## START

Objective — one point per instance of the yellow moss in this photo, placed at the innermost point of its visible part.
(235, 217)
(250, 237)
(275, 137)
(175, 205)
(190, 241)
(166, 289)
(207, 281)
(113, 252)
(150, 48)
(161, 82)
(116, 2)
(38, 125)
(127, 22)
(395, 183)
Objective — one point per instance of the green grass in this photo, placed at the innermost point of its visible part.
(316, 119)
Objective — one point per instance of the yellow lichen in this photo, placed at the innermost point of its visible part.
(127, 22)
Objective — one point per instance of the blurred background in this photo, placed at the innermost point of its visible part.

## END
## START

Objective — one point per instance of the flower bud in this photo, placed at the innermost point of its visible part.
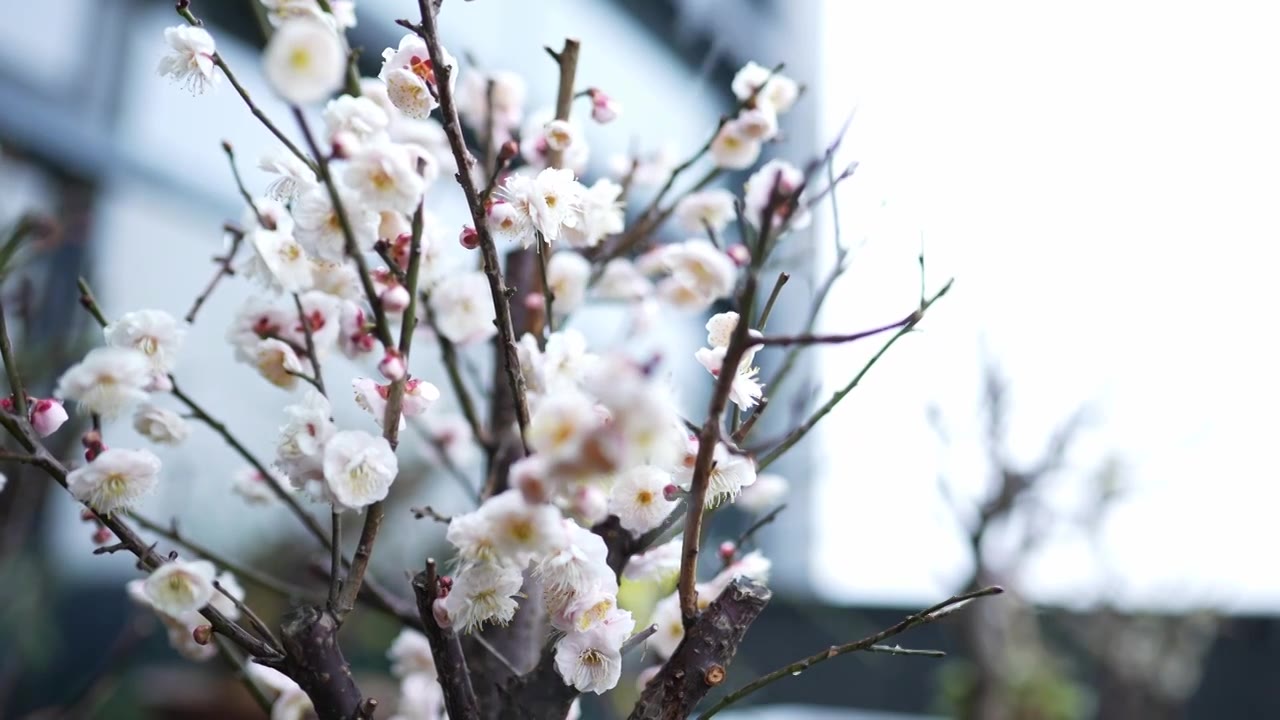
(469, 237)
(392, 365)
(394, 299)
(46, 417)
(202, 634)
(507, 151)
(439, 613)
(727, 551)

## END

**Task description:** Show every line of the listing above that contains the string "yellow", treating uppercase and lowercase as different.

**Task result:**
Objective — one point per instance of the yellow moss in this photo, placed at the innermost point of its visible part.
Objective — one point per instance of the yellow lichen in this photo, placed at the innermost point of its visible part.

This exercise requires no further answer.